Output the data word for word, dropping every image.

--- BEGIN AVAILABLE DATA ---

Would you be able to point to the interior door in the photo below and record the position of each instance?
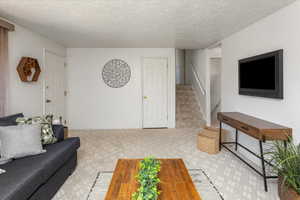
(54, 86)
(155, 91)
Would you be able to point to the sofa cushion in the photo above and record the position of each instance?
(10, 120)
(59, 154)
(24, 176)
(21, 179)
(20, 141)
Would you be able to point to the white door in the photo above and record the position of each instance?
(155, 90)
(54, 86)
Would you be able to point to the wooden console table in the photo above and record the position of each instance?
(257, 128)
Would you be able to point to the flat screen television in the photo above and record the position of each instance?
(262, 75)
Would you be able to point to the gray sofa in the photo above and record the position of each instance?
(39, 177)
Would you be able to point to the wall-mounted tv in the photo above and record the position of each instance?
(262, 75)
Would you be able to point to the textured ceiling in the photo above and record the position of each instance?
(137, 23)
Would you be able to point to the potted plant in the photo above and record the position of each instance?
(286, 159)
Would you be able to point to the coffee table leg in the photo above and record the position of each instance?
(263, 165)
(220, 136)
(236, 138)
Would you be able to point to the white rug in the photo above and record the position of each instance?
(204, 185)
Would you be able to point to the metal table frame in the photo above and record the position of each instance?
(261, 156)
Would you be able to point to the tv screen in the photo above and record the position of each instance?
(262, 75)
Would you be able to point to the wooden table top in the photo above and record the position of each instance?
(262, 128)
(176, 183)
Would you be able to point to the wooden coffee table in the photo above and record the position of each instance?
(176, 183)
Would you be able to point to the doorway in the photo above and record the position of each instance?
(54, 85)
(215, 89)
(155, 92)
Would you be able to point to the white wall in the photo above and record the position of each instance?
(180, 65)
(278, 31)
(27, 97)
(94, 105)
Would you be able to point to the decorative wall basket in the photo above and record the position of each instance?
(116, 73)
(29, 69)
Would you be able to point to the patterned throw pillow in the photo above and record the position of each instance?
(47, 134)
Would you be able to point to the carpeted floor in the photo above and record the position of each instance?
(100, 150)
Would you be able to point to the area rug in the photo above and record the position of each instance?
(206, 188)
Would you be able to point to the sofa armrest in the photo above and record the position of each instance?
(58, 131)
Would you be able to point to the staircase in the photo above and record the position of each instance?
(188, 113)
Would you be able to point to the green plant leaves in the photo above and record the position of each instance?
(148, 180)
(287, 163)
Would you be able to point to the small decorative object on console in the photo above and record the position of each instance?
(48, 136)
(29, 69)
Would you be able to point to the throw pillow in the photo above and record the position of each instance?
(8, 121)
(47, 134)
(2, 171)
(21, 141)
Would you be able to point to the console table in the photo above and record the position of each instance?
(257, 128)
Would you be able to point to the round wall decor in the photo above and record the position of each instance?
(116, 73)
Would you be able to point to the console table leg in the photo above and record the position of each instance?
(236, 138)
(263, 165)
(220, 136)
(285, 144)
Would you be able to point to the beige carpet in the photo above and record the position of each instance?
(100, 150)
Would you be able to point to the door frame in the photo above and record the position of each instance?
(45, 51)
(142, 89)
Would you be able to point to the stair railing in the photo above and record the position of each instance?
(199, 82)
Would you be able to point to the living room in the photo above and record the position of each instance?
(98, 85)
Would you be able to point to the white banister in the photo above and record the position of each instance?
(200, 84)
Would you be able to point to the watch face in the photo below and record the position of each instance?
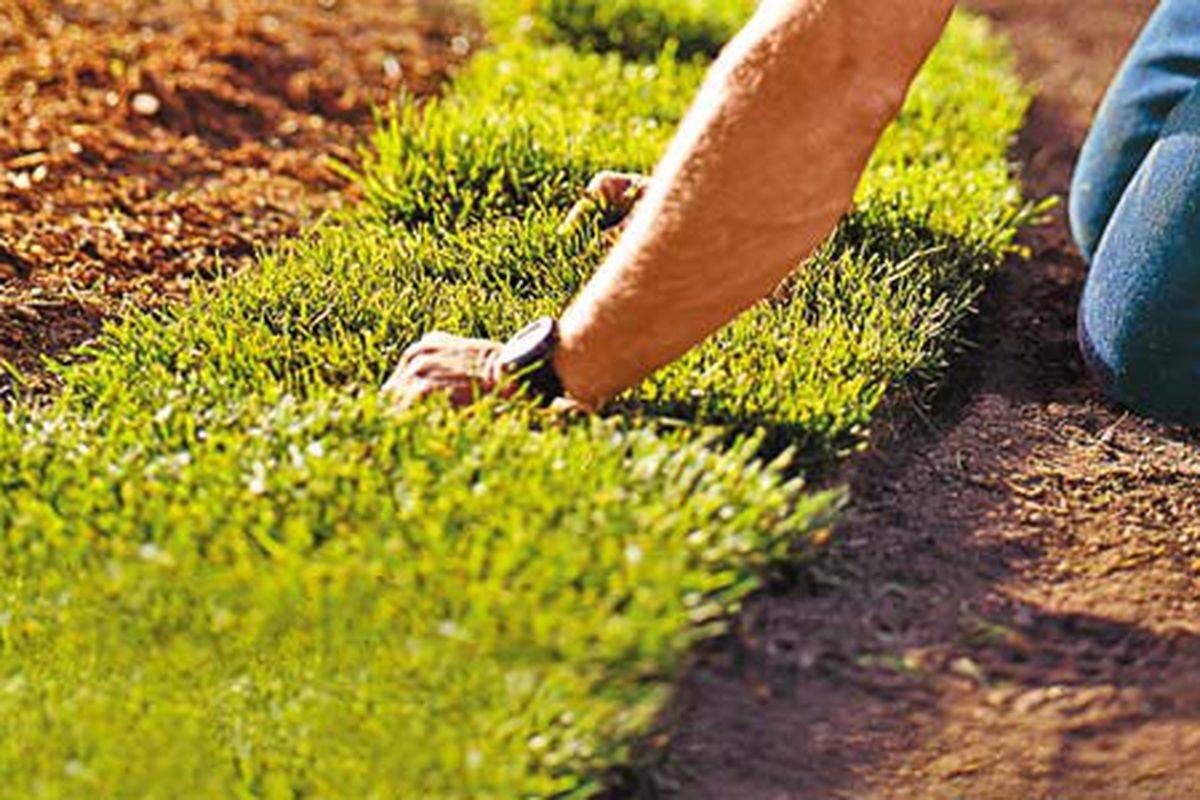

--- END AVAILABLE DATA ---

=== RESULT OF THE TASK ===
Would you be able to point to the interior door in the photo below and record the position of each instance?
(54, 86)
(155, 91)
Would you be able to point to the sofa cushion in the photo above and record the position of each instance?
(10, 120)
(59, 154)
(24, 176)
(21, 179)
(20, 141)
Would you be able to point to the white door in the photo above and record the position of each instance?
(155, 90)
(54, 86)
Would you be able to point to the wooden console table in the photo above and record the position of each instance?
(257, 128)
Would you be able to point to the flat screen television in the photo above and record the position of each instance?
(262, 75)
Would you be able to point to the gray sofa in the photo above and record the position of each instance?
(39, 177)
Would you be able to point to the wall-mounted tv in the photo above and record the position of each instance?
(262, 75)
Would you be able to point to the textured ceiling in the photo above and record the position of each instance?
(137, 23)
Would you be able to point to the potted plant in the photo above and record the position of each instance?
(286, 159)
Would you be able to point to the coffee table leg in the photo above and record the position of each instance?
(263, 165)
(220, 136)
(236, 138)
Would you be able to point to the white rug in the photo above and record the position of each instance?
(204, 185)
Would you be able to point to the metal table frame in the photo above and record the position of each instance?
(261, 156)
Would you be able to point to the tv screen in the photo above and record the position of each instance?
(262, 75)
Would you be able to point to the wooden table top in the photo above and record the position of each instance?
(262, 128)
(176, 183)
Would you be able to point to the wooden coffee table in the photo above and record the position of each instance?
(176, 183)
Would you be able to point to the doorway in the photo above and record the position of each instance?
(54, 85)
(215, 89)
(155, 92)
Would you be able to point to the white wall in the photo above and record the position of each instance?
(180, 65)
(278, 31)
(27, 97)
(94, 105)
Would you be able to point to the decorative wall basket in the photo above and record the position of each instance?
(116, 73)
(29, 69)
Would you be able to point to the patterned throw pillow in the photo above and record the position of each instance?
(47, 134)
Would you be able to point to the carpeted floor in the photo above and record the position of each instance?
(100, 150)
Would you be able to point to the area rug in the photo above and record the position of each instance?
(206, 188)
Would you be able to point to the sofa armrest in the photo above and record the position of each instance?
(58, 131)
Would you be able to point to the staircase in the photo above and record the position of each instance?
(188, 113)
Would you be able to point to the green plant leaves in the photo above and record the position of each instance?
(148, 180)
(287, 163)
Would you be able to point to the small decorative object on console in the photo above and record the position of each instance?
(48, 136)
(29, 69)
Would you be able to point to the throw pillow in the photo above and record the position of each instance?
(8, 121)
(47, 134)
(2, 171)
(21, 141)
Would you be able to point to the console table in the photo above and record the position of each instance?
(257, 128)
Would you be able to point to the round wall decor in the photo above and record the position of each instance?
(116, 73)
Would you be able to point to the console table leg in the photo above and record the position of each instance?
(236, 138)
(263, 165)
(220, 136)
(285, 144)
Would you be able to point to the beige carpet in the photo above and record the position of each instance?
(100, 150)
Would you be able to point to the door frame in the photo above and record the position of each instance?
(45, 51)
(142, 89)
Would you be able to point to the stair railing in the photo above and record the position of each instance?
(199, 82)
Would you be able to point to the living room in the photo above and record the position of each instance?
(98, 85)
Would you be able to point to the white banister in the photo above and record the position of each instance?
(200, 84)
Would you be able to point to the watch face in the photo below and record the position of each instance?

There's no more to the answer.